'''

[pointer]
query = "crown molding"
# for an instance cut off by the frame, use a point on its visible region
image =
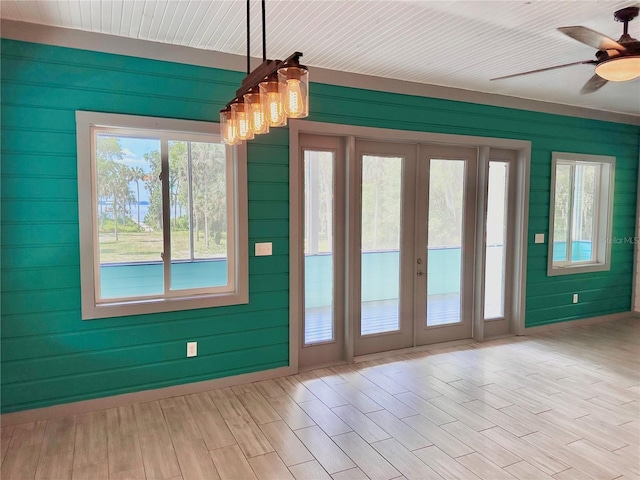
(99, 42)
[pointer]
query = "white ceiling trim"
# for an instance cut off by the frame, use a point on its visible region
(100, 42)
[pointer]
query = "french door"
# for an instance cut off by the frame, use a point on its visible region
(416, 245)
(404, 244)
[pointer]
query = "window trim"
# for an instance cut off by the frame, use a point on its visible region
(603, 217)
(236, 169)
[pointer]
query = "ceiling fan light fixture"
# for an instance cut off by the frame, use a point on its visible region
(620, 69)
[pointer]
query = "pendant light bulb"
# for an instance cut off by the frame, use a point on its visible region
(256, 109)
(228, 127)
(242, 121)
(296, 87)
(272, 97)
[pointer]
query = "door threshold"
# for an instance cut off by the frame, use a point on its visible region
(421, 348)
(308, 368)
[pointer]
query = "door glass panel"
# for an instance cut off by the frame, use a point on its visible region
(380, 248)
(562, 209)
(496, 230)
(318, 247)
(585, 208)
(444, 241)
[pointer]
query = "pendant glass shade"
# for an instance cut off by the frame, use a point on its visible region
(271, 92)
(256, 109)
(620, 69)
(228, 127)
(242, 121)
(296, 88)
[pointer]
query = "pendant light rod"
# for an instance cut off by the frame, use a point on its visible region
(263, 71)
(264, 33)
(248, 37)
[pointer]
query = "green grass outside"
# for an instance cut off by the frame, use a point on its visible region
(147, 247)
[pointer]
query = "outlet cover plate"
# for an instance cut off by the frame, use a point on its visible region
(264, 249)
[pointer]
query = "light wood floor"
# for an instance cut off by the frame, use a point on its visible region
(563, 405)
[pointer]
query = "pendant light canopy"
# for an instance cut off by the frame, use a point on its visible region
(274, 91)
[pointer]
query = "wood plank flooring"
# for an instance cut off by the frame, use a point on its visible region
(559, 405)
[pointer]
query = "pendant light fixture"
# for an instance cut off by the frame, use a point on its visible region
(274, 91)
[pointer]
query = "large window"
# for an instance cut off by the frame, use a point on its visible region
(162, 216)
(581, 208)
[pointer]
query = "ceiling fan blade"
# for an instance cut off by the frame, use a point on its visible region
(546, 69)
(594, 83)
(592, 38)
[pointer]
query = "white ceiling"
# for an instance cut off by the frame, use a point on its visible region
(459, 44)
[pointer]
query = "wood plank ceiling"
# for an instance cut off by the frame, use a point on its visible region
(460, 44)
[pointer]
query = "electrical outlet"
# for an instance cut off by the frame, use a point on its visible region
(264, 249)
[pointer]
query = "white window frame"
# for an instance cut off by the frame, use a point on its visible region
(236, 292)
(603, 215)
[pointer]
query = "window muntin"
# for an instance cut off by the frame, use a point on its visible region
(581, 209)
(163, 224)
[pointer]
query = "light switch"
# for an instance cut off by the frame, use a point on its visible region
(264, 249)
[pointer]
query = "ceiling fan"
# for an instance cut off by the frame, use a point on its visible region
(616, 61)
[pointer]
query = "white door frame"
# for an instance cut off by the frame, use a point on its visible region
(296, 244)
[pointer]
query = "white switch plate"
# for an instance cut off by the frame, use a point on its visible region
(264, 249)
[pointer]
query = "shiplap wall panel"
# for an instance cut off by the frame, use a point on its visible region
(50, 356)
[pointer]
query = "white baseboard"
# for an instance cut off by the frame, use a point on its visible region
(578, 323)
(85, 406)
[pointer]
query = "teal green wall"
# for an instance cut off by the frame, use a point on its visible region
(51, 356)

'''

▶ **Instructions to follow**: Which lines in the entries above contain the word "outlet"? Find and copy each one, treating case as significant.

▶ **Exercise solution**:
query = "outlet cover plate"
query = "electrical outlet"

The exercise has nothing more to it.